Your task »
Answer each question using the forum discussion on binoculars and star brightness below.
(a) According to John, what does a binocular bring the point light source of a star to instead of a point focus?
(b) In Bill's post, at what two things does he suggest pointing a 10x50 pair of binoculars?
(c) According to the final post, how faint are the stars a 20x50 binocular will commonly show compared with a 10x50?

I have held a long written discussion with another birdforum member of undoubted competence in some areas, who saw a contradiction in the reduced brightness of terrestrial objects through a binocular and the increased brightness of stars. I think this can be explained though by the fact that the binocular cannot bring the point light source of the star to a point focus but rather to a finite sized Airy disc. Viewed through the oculars this is a diffused image even if it appears as a point source to our eyes.

The topic is open to discussion.

John
 
Caveat:I've done a fair amount of astronomical observing over the years, but will claim no deep competence with regard to the optical mechanics and 'rules'(?) of this discussion.


An infinitely small point source is more a theoretical description or concept, perhaps not a physically perceivable reality with our visual system....with or without optical aid. The airy disc assumption makes sense. Even if we see 'points of light', they probably take up some space on our retina.

Obviously a 1x glass optical system with an objective the same size as our own pupils could only reduce transmission. However as soon as we increase the size of the objective, and add magnification, something else occurs. We are collecting more light, and magnifying whats in the field of view, even though light transmission through the system is not 100%

How many 'pixels' on our retina need to be stimulated before the perception of light is triggered? Is it area based as well as based on the strength of the source? The OP's question I think pertains more to our own visual system than binoculars or telescopes. The scale of the visible universe may also be playing a role... ;-)

Consider also the source. A star generates light, just like our sun does. Suppose you point a 10x50 pair of binoculars at a reflected highlight of the sun on a glass telephone insulator, or at a welding torch 1/4 mile away? Could you damage your eye? whereas a welding torch viewed without binoculars at that distance would not? Collecting more light than the eye can normally, and focusing it on the retina in a small area can have consequences!

Extended objects, whether cosmic or terrestrial are exempt from this discussion I take it..

Interesting question, btw

-Bill
 
Last edited:
A 20x50 binocular will commonly show stars almost twice as faint as a 10x50. Even hand held.

Dataset items:
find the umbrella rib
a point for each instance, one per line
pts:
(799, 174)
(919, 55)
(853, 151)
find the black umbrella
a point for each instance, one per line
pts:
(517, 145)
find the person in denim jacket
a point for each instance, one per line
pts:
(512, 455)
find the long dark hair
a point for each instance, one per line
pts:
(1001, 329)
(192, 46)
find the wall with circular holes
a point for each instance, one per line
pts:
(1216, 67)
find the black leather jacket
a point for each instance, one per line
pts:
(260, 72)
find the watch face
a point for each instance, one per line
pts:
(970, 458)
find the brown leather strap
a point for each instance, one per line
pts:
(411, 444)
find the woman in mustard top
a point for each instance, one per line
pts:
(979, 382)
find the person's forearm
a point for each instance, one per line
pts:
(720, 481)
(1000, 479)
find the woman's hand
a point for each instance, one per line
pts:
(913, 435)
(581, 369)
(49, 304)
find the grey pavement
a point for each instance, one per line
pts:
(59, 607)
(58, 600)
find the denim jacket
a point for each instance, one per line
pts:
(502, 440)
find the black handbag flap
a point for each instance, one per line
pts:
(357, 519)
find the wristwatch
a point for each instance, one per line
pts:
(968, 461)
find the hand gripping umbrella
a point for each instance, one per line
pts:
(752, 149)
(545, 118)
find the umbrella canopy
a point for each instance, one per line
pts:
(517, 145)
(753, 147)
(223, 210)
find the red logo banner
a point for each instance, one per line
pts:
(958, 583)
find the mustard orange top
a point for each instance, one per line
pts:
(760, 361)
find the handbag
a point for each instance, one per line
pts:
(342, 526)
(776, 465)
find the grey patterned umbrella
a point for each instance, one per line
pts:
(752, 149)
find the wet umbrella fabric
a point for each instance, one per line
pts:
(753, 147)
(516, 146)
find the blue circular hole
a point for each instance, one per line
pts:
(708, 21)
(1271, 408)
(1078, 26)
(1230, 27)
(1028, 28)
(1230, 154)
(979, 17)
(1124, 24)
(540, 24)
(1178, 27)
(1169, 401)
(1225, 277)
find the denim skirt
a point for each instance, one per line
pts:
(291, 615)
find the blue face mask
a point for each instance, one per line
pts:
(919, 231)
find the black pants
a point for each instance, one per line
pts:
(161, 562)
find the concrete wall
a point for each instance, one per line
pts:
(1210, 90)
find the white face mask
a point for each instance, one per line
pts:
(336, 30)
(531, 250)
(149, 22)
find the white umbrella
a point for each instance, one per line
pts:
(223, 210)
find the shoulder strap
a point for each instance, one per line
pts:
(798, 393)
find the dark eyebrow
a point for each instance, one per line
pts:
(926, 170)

==

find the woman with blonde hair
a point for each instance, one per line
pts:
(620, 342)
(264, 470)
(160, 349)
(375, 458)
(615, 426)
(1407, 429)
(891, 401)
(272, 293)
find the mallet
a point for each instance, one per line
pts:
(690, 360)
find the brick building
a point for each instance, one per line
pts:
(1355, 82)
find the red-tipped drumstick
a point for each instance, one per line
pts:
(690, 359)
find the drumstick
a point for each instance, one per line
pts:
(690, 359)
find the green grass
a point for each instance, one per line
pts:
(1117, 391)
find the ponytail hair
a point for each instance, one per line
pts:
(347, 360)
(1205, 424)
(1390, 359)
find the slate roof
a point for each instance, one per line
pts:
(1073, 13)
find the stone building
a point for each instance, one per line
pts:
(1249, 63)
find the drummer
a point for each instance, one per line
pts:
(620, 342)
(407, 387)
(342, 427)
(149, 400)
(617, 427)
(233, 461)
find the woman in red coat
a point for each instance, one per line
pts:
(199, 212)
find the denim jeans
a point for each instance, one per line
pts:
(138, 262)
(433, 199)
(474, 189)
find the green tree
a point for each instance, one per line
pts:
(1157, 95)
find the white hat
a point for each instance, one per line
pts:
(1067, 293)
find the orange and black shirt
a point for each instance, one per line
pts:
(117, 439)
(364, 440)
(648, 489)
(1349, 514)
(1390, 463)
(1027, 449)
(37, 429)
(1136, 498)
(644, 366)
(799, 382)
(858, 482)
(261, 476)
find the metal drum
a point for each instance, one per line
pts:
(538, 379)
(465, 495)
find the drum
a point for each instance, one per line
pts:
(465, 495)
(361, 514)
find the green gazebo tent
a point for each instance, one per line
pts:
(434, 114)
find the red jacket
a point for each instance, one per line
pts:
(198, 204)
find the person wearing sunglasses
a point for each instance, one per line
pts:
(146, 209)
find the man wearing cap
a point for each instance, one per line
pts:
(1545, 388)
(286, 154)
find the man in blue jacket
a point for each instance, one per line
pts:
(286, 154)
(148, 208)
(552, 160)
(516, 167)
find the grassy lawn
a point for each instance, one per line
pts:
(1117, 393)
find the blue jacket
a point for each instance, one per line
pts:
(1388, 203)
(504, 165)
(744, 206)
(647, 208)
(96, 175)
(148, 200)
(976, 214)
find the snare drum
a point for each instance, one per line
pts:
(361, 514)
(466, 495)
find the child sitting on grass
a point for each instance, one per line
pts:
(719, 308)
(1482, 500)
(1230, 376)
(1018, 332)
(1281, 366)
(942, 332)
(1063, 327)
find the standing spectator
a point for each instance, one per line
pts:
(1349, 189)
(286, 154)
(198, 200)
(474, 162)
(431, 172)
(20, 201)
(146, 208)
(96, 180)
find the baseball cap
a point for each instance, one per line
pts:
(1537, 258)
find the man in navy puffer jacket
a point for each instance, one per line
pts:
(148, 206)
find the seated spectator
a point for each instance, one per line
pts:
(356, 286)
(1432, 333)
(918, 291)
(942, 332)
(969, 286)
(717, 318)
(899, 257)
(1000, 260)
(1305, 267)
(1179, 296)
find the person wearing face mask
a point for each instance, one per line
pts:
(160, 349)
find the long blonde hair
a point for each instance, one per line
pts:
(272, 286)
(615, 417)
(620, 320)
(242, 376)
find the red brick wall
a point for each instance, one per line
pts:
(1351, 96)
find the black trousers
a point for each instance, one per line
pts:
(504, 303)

Response to this task »
(a) A finite sized Airy disc.
(b) A reflected highlight of the sun on a glass telephone insulator, or a welding torch 1/4 mile away.
(c) Almost twice as faint.